▶ **Written problem**: Reproduce every one of the entries below word for word, without changing anything.

▶ **Material provided**:
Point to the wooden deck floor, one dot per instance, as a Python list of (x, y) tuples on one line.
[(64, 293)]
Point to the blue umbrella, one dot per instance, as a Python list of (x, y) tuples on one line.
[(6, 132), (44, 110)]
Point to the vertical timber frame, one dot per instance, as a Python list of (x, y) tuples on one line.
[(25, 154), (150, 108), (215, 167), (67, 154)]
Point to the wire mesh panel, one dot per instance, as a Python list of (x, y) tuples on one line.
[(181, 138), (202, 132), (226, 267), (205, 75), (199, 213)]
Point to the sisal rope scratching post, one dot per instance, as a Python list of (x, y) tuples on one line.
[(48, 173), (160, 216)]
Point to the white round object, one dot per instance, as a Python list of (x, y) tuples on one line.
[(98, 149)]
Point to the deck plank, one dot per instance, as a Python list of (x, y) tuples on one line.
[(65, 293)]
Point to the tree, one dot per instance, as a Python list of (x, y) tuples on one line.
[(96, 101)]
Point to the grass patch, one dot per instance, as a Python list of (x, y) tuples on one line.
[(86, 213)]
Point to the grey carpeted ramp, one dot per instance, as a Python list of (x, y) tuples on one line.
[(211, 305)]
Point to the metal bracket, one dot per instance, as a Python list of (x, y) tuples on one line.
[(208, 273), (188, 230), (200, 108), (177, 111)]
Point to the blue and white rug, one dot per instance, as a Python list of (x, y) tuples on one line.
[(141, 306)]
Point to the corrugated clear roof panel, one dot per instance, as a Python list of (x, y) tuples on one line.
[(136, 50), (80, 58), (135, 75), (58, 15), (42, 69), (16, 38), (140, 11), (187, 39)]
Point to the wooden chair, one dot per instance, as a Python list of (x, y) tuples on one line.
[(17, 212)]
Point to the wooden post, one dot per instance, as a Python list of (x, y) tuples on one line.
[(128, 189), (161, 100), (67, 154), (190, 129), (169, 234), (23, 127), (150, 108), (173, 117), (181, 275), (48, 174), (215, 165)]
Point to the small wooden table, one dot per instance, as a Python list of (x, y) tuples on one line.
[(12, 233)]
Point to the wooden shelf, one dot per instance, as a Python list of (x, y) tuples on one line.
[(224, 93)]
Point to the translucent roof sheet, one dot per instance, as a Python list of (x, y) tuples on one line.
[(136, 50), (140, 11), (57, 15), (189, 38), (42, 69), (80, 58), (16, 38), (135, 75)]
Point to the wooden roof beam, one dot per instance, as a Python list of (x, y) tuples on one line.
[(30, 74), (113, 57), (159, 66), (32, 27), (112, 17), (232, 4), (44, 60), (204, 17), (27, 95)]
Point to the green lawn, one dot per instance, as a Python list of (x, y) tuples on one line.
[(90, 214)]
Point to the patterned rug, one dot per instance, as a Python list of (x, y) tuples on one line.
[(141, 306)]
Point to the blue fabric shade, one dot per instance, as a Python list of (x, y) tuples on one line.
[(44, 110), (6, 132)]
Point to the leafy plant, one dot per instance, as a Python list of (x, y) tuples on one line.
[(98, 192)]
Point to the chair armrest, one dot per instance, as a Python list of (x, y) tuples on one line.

▶ **Result below**:
Point to the wooden deck floor, one dot per instance, as a Python list of (x, y) tuples on one line.
[(64, 293)]
Point to the blue umbrella, one dot per instance, as a Python list of (x, y) tuples on one line.
[(6, 132), (44, 110)]
Point to the vertical timber frame, one dot per instance, as a Python list of (x, y) tuples on one line.
[(25, 154), (150, 108), (215, 167), (67, 154)]
Point to the wire mesh panel, one dot per instance, as a Python list of (x, y) tuples on one line.
[(181, 138), (202, 132), (226, 267), (205, 75), (199, 213)]
Point to the sisal rope scratching post, one dot per instance, as a Python list of (x, y) tuples on one line.
[(48, 173), (160, 216)]
Point to the white round object, one dot per instance, as a Python list of (x, y) tuples on one line.
[(98, 149)]
Point to the deck plank, one dot per instance, as a Python list of (x, y) tuples on one line.
[(65, 293)]
Point to the tree, one dot per instance, as a Python list of (x, y) tuples on one line.
[(96, 101)]
Point to the grass patch, one dot per instance, as a Python list of (x, y) tuples on one line.
[(86, 213)]
Point to the grey carpeted ramp, one dot per instance, as a Python list of (x, y) tuples on one line.
[(211, 305)]
Point to the metal bracket, one dot per instance, as a Python list of (x, y) tuples on one line.
[(208, 273), (188, 230), (200, 108), (177, 111)]
Point to the blue and white rug, one dot per instance, as a Python list of (x, y) tuples on one line.
[(141, 306)]
Point to the corrugated clear roof panel, one dot per instance, as a Python list of (x, y) tuples on one line.
[(136, 50), (80, 58), (135, 75), (58, 15), (42, 69), (16, 38), (140, 11), (187, 39)]
Point to the wooden chair, one dot per instance, as a Python list of (x, y) tuples on one line.
[(17, 212)]
Point to the wooden post, one dot per instance, as a Python list of (x, y) tuples on one line.
[(128, 189), (161, 100), (67, 154), (190, 129), (169, 234), (23, 127), (150, 108), (173, 117), (181, 275), (48, 174), (215, 165)]
Point to the small wooden table, one dot per instance, as a Python list of (x, y) tuples on one line.
[(12, 233)]
Point to the wooden shelf, one dot per instance, as a Python list of (x, y) tuples on one line.
[(224, 93)]
Point to the translucent roof sheet, one dot per instance, as a Python list of (x, y) tuples on one line.
[(136, 50), (140, 11), (57, 15), (189, 38), (42, 69), (80, 58), (16, 38), (135, 75)]
Point to the wooden roof beam, one dot per instance, as a Python list of (x, y) tuples on one line.
[(30, 74), (113, 57), (159, 66), (32, 27), (112, 17), (232, 4), (44, 60), (204, 17), (27, 95)]
Point to the green lawn, one dot per instance, as a Python list of (x, y) tuples on one line.
[(90, 214)]
Point to the patterned rug, one dot per instance, as a Python list of (x, y) tuples on one line.
[(141, 306)]
Point to the blue fabric shade, one dot per instance, as a Python list of (x, y) tuples on one line.
[(44, 110), (6, 132)]
Point to the leafy plant, one dot per instance, as a Python list of (x, y) tuples on one line.
[(98, 192)]
Point to the chair armrest, one dot per instance, as a Python list of (x, y) tuples on one line.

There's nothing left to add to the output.